■ **Written exercise**: Reproduce the post below about the end of Dry January word for word, from its first sentence to its last.

■ **Supplied text**:
** Start **

I performed the evening's hat trick, the perfect trifecta.
Now for a life of balance and good sense. Never trust a man who doesn't drink or one who does too much cocaine. I don't endorse moderation, of course, but I don't mind choosing it, either. Freed from house arrest and the restrictions placed upon me by. . . well. . . me. . . I plan to live a more productive and pleasant life. Last night was my New Year's Eve. This is, for me, the first day of the new year. Let the Three Graces rule (link).
One of the good things to come out of Dry January is my nightly cup of Oolong Milk Tea. If you don't know it, you might want to try some. I find both green and black teas to be bitter, but the Oolong Milk is semi-fermented, so I've read and whatever that means, and all the bitterness is gone. It is the most pleasant tea I have found, and it is full of things that are supposedly good for you. Between that and the Golden Milk turmeric drink I often have before bed. . . and I've even taught the Cafe Strange crew to make cafe con leche which is not on their coffee menu--both regular and decaf! I'm just saying that in January, I've broadened my hippie lifestyle choices.
Did I tell you that my bruja is leaving the factory? She is going to become a full-time witch! She's the one that makes me poppyseed tinctures and gives me other witchy things as well. Oh. . . maybe I'll start wearing amulets and things to ward off the ju-ju that seems to affect me sometimes. Indeed. Even "the women" seem to be looking my way now and again. O.K. Maybe twice. Probably one, one and a half times. But that is infinitely better than what I've been experiencing.
Now to get out and about.
I must sell a camera. I've lost my mind on the whole camera thing. I love my new Fuji medium format purchase, and I got it for a song, really. But I needed a lens. . . maybe two. . . to do what I want to do with it. One of them arrived yesterday. I immediately put it on the camera and walked around outside to test it. And, indeed, though I haven't downloaded the files yet, it seems to do just what I want it to. Later in the day, another purchase arrived--a new scanner. Not new. Used. For a really good price. Mine has crapped out. It now puts magenta lines through all my scans. I bought the same model rather than spending a ton of money on the newer (and slightly better) model.

** End **

■ **Entries shown**:

** Start **

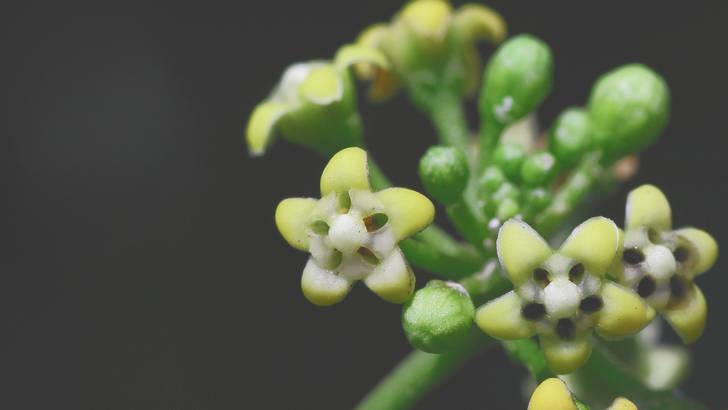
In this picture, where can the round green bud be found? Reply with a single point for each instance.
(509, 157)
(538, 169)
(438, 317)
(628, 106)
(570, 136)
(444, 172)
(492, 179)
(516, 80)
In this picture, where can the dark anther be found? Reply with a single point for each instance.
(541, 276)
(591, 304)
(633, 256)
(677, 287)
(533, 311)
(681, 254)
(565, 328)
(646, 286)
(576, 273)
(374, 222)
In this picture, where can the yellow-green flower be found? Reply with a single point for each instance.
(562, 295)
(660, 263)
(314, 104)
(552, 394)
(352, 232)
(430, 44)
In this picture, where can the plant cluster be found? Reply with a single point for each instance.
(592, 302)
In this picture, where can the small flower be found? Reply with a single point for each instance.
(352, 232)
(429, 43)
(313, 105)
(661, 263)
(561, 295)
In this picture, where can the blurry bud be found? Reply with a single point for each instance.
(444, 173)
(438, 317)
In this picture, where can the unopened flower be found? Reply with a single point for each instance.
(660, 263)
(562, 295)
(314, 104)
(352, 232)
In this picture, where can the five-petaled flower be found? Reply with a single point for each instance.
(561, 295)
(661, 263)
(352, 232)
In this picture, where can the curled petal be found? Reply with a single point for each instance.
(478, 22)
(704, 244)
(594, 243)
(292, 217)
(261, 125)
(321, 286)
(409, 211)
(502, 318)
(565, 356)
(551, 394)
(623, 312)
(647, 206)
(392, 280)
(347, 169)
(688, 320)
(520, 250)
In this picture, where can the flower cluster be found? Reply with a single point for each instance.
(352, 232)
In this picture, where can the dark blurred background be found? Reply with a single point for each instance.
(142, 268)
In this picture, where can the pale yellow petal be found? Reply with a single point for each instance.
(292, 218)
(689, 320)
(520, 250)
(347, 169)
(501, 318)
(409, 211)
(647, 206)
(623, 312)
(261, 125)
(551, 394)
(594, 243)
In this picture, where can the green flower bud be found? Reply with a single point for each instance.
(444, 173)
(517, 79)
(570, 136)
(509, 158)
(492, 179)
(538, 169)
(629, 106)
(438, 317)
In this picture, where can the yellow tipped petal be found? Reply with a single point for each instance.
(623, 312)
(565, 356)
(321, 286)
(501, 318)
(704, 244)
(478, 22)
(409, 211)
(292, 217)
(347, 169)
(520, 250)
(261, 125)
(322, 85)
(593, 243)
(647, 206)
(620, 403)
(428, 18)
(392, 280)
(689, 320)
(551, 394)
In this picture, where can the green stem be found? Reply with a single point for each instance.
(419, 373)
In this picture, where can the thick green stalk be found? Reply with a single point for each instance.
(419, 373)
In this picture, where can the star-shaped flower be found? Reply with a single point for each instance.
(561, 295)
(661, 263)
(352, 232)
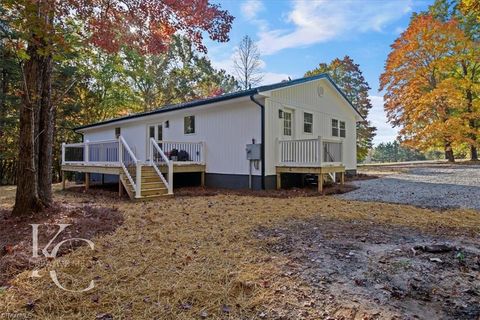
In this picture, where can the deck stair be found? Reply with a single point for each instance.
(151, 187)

** End **

■ **Exercise response**:
I performed the evening's hat trick, the perfect trifecta.
Now for a life of balance and good sense. Never trust a man who doesn't drink or one who does too much cocaine. I don't endorse moderation, of course, but I don't mind choosing it, either. Freed from house arrest and the restrictions placed upon me by. . . well. . . me. . . I plan to live a more productive and pleasant life. Last night was my New Year's Eve. This is, for me, the first day of the new year. Let the Three Graces rule (link).
One of the good things to come out of Dry January is my nightly cup of Oolong Milk Tea. If you don't know it, you might want to try some. I find both green and black teas to be bitter, but the Oolong Milk is semi-fermented, so I've read and whatever that means, and all the bitterness is gone. It is the most pleasant tea I have found, and it is full of things that are supposedly good for you. Between that and the Golden Milk turmeric drink I often have before bed. . . and I've even taught the Cafe Strange crew to make cafe con leche which is not on their coffee menu--both regular and decaf! I'm just saying that in January, I've broadened my hippie lifestyle choices.
Did I tell you that my bruja is leaving the factory? She is going to become a full-time witch! She's the one that makes me poppyseed tinctures and gives me other witchy things as well. Oh. . . maybe I'll start wearing amulets and things to ward off the ju-ju that seems to affect me sometimes. Indeed. Even "the women" seem to be looking my way now and again. O.K. Maybe twice. Probably one, one and a half times. But that is infinitely better than what I've been experiencing.
Now to get out and about.
I must sell a camera. I've lost my mind on the whole camera thing. I love my new Fuji medium format purchase, and I got it for a song, really. But I needed a lens. . . maybe two. . . to do what I want to do with it. One of them arrived yesterday. I immediately put it on the camera and walked around outside to test it. And, indeed, though I haven't downloaded the files yet, it seems to do just what I want it to. Later in the day, another purchase arrived--a new scanner. Not new. Used. For a really good price. Mine has crapped out. It now puts magenta lines through all my scans. I bought the same model rather than spending a ton of money on the newer (and slightly better) model.